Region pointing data
────────────────
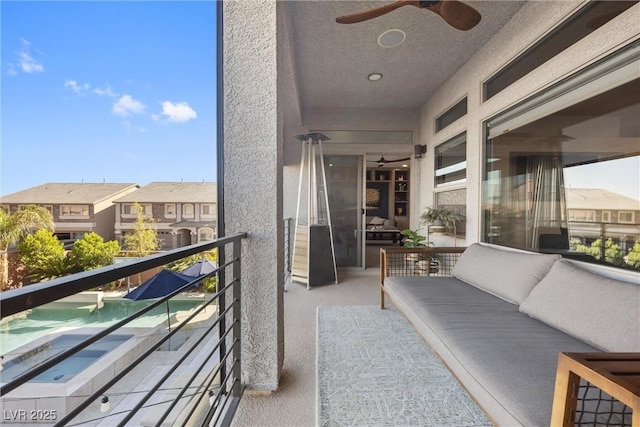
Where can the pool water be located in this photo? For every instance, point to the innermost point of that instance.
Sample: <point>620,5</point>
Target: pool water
<point>68,368</point>
<point>43,321</point>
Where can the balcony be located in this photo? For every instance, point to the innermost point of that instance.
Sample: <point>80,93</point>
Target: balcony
<point>294,403</point>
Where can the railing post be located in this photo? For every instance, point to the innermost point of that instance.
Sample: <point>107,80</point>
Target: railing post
<point>237,316</point>
<point>222,326</point>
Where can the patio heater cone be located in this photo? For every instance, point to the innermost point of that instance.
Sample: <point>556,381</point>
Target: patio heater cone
<point>314,260</point>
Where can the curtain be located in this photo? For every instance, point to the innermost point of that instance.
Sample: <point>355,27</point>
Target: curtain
<point>547,208</point>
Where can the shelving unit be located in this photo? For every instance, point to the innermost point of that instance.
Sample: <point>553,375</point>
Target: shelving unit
<point>399,192</point>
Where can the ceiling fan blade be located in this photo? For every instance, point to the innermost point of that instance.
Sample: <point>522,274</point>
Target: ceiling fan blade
<point>375,12</point>
<point>457,14</point>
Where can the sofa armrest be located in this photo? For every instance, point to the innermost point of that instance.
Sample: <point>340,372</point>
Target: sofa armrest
<point>402,261</point>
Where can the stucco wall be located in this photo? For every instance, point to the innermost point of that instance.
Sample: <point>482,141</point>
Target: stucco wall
<point>532,22</point>
<point>253,181</point>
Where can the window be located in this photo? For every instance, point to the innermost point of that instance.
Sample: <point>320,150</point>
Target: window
<point>451,115</point>
<point>205,234</point>
<point>74,211</point>
<point>187,210</point>
<point>587,20</point>
<point>456,202</point>
<point>556,160</point>
<point>582,215</point>
<point>170,210</point>
<point>626,217</point>
<point>129,209</point>
<point>451,161</point>
<point>206,210</point>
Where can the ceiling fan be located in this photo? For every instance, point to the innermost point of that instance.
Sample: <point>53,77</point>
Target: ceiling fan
<point>457,14</point>
<point>382,161</point>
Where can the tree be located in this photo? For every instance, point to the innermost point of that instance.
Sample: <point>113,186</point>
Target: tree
<point>612,252</point>
<point>144,238</point>
<point>14,227</point>
<point>92,251</point>
<point>633,258</point>
<point>44,257</point>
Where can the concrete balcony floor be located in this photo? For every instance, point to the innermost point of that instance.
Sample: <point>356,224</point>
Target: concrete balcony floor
<point>294,403</point>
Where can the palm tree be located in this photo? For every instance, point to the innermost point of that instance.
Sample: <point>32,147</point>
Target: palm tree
<point>14,227</point>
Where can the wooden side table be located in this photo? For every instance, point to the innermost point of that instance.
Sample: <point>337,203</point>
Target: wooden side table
<point>617,374</point>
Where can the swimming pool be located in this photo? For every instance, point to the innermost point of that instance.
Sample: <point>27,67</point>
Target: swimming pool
<point>68,368</point>
<point>43,321</point>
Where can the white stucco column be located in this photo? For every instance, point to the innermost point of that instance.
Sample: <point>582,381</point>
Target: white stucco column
<point>253,182</point>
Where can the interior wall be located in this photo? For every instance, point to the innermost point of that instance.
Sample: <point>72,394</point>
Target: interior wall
<point>530,24</point>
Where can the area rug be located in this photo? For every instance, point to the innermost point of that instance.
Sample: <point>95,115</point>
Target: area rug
<point>373,369</point>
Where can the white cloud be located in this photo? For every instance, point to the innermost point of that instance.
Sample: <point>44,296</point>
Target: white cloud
<point>179,112</point>
<point>77,88</point>
<point>25,61</point>
<point>107,91</point>
<point>126,105</point>
<point>29,65</point>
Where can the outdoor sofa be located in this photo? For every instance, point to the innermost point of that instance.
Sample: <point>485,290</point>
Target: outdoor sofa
<point>501,321</point>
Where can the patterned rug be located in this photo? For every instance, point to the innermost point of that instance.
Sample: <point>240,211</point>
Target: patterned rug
<point>373,369</point>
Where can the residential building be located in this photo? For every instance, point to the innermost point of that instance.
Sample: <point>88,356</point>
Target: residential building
<point>77,208</point>
<point>184,212</point>
<point>547,88</point>
<point>594,213</point>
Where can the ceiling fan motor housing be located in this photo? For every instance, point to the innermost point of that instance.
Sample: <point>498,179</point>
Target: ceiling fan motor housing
<point>425,3</point>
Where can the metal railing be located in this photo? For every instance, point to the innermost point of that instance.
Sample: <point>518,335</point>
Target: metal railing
<point>195,380</point>
<point>288,244</point>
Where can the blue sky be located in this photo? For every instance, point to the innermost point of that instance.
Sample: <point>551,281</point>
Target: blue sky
<point>118,91</point>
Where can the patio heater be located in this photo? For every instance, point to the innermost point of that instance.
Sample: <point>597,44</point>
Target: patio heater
<point>314,259</point>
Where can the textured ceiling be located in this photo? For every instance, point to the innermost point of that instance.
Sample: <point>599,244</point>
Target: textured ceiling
<point>333,60</point>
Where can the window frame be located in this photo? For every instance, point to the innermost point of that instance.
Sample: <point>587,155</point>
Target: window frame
<point>69,207</point>
<point>186,214</point>
<point>167,208</point>
<point>631,213</point>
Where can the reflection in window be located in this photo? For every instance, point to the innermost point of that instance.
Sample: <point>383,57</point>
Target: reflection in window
<point>74,210</point>
<point>557,182</point>
<point>587,20</point>
<point>456,202</point>
<point>451,161</point>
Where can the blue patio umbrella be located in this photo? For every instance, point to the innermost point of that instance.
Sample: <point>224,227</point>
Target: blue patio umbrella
<point>200,268</point>
<point>160,285</point>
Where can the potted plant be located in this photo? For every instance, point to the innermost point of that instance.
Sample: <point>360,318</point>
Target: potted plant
<point>413,239</point>
<point>438,219</point>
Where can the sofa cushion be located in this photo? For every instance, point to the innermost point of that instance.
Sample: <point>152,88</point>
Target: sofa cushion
<point>506,274</point>
<point>600,311</point>
<point>376,220</point>
<point>389,224</point>
<point>505,359</point>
────────────────
_PROBLEM TO WORK ON_. Output the entries above exactly, without their pictures.

_ANSWER FOR THE TASK_.
Where can the pool water be located in this photo? For every instance, point to the innermost point of that instance.
Sample: <point>620,5</point>
Target: pool water
<point>68,368</point>
<point>43,321</point>
Where can the balcony be located in this photo? For every instance, point to the innermost point of that instance.
Sample: <point>80,93</point>
Target: balcony
<point>294,403</point>
Where can the railing post be located in this photo? For every instance, point to the innermost point of that instance.
Sample: <point>107,80</point>
Target: railing post
<point>237,316</point>
<point>222,326</point>
Where can the patio heater cone be located in this photo? For every instance, point to the innermost point of that instance.
Sample: <point>556,381</point>
Target: patio heater cone
<point>314,260</point>
Where can the curtain be located in this photo? For every instance, point to the innermost point of that instance.
Sample: <point>355,27</point>
Target: curtain
<point>547,208</point>
Where can the shelving unit be located in this photo? For every instance, point to the innermost point of that instance.
Sample: <point>553,375</point>
Target: shelving unit
<point>399,192</point>
Where can the ceiling fan blade be located in this photo? For every instance, point to the innermost point of that instance.
Sample: <point>522,274</point>
Target: ceiling fan blade
<point>375,12</point>
<point>457,14</point>
Where can the sofa armrest be located in this photo? For every instance, point to the innermost point of that instance.
Sample: <point>340,372</point>
Target: sofa armrest
<point>402,261</point>
Where can the stucco wall be located in this photo? For every instance, point to the innermost point of that instance.
Sample: <point>482,141</point>
Target: stucco wall
<point>532,22</point>
<point>253,181</point>
Where can the window be located in this photo? For every instance, point to the innermost point of that instance.
Sample: <point>320,150</point>
Target: window
<point>451,115</point>
<point>205,234</point>
<point>74,211</point>
<point>187,210</point>
<point>587,20</point>
<point>456,202</point>
<point>556,160</point>
<point>582,215</point>
<point>170,210</point>
<point>626,217</point>
<point>129,209</point>
<point>451,161</point>
<point>206,210</point>
Where can the ceiling fan be located in this photo? For every instance, point to the innermost point of that instance.
Sample: <point>53,77</point>
Target: ceiling fan
<point>457,14</point>
<point>382,161</point>
Where can the tree be located in this photo? For every instance, point to the innermost point of that instance.
Sample: <point>113,186</point>
Target: tree
<point>612,252</point>
<point>144,238</point>
<point>14,227</point>
<point>92,251</point>
<point>633,258</point>
<point>44,257</point>
Where can the concrete balcony floor be located in this photo? For every instance, point to the innermost point of that instance.
Sample: <point>356,224</point>
Target: concrete balcony floor
<point>294,403</point>
Where can the palm tree be located in this photo? For every instance, point to the innermost point of that instance.
Sample: <point>32,147</point>
Target: palm tree
<point>14,227</point>
Where can the wooden side table be located in this photo? For every instance, point to the innermost point of that instance.
Sample: <point>337,203</point>
Target: wooden side table
<point>617,374</point>
Where can the swimming pool be located in this photo? For every instance, point to the innermost point of that instance.
Sample: <point>27,67</point>
Target: swimming pool
<point>68,368</point>
<point>43,321</point>
Where can the white stucco column be located in this photo? For every instance, point to the innermost point of that instance.
Sample: <point>582,381</point>
Target: white stucco column
<point>253,182</point>
Where can the interior wall be located in this photo? For every instance, point to the innermost point of that instance.
Sample: <point>72,394</point>
Target: interior wall
<point>530,24</point>
Where can the area rug be located in this photo? For every instance, point to the innermost point of that instance.
Sample: <point>95,115</point>
Target: area rug
<point>373,369</point>
Where can the white cloud be located in this photo? For every instance, point to the innermost point of that instance.
Sample: <point>44,296</point>
Target: white cloud
<point>179,112</point>
<point>77,88</point>
<point>25,61</point>
<point>107,91</point>
<point>126,105</point>
<point>29,65</point>
Where can the outdoor sofa be located in this photo? For every instance, point to the innermost point of that instance.
Sample: <point>485,290</point>
Target: outdoor sofa
<point>501,321</point>
Where can the patterned rug be located in this photo? For every instance, point to the innermost point of that instance.
Sample: <point>240,211</point>
Target: patterned rug
<point>373,369</point>
Where can the residential building be located in this photo? For every instance, point to the innermost point of that instance.
Sample: <point>88,356</point>
Target: residential building
<point>77,208</point>
<point>184,212</point>
<point>547,88</point>
<point>594,213</point>
Where can the ceiling fan motor housing be located in this photo? For every instance, point to the innermost point of that instance.
Sample: <point>498,179</point>
Target: ceiling fan motor housing
<point>425,3</point>
Where can the metal railing be located in this photo? For every instance, point to the innermost point of that instance.
Sample: <point>518,335</point>
Target: metal railing
<point>195,380</point>
<point>288,244</point>
Where can the blue sky be located in this photo? For every instance, point to the innermost point of that instance.
Sample: <point>551,281</point>
Target: blue sky
<point>118,91</point>
Where can the patio heater be located in this photo? For every instance, point to the innermost point of that instance.
Sample: <point>597,44</point>
Target: patio heater
<point>314,259</point>
Where can the textured ceiling be located in this photo? For every instance, point to the innermost point of that instance.
Sample: <point>599,244</point>
Target: textured ceiling
<point>333,60</point>
Where can the window frame be located in this photo? For every instance, point to the innermost point of that instance.
Sample: <point>587,155</point>
Target: window frame
<point>69,207</point>
<point>186,214</point>
<point>167,208</point>
<point>631,213</point>
Where can the reflection in window be located in this photo? For every instance, point to the innermost point of that instance.
Sample: <point>383,57</point>
Target: reflection in window
<point>74,210</point>
<point>557,182</point>
<point>587,20</point>
<point>456,202</point>
<point>451,161</point>
Where can the blue patio umbrella be located in this photo? For every instance, point to the innermost point of that instance.
Sample: <point>224,227</point>
Target: blue patio umbrella
<point>200,268</point>
<point>160,285</point>
Where can the potted plant be located in this photo? For every instance, point to the innermost point of that instance.
Sample: <point>360,318</point>
Target: potted plant
<point>413,239</point>
<point>438,219</point>
Where can the sofa cushion be located in this photo? For every instance, point to the innermost point of that instance.
Sample: <point>152,88</point>
Target: sofa cushion
<point>506,274</point>
<point>600,311</point>
<point>376,220</point>
<point>389,224</point>
<point>505,359</point>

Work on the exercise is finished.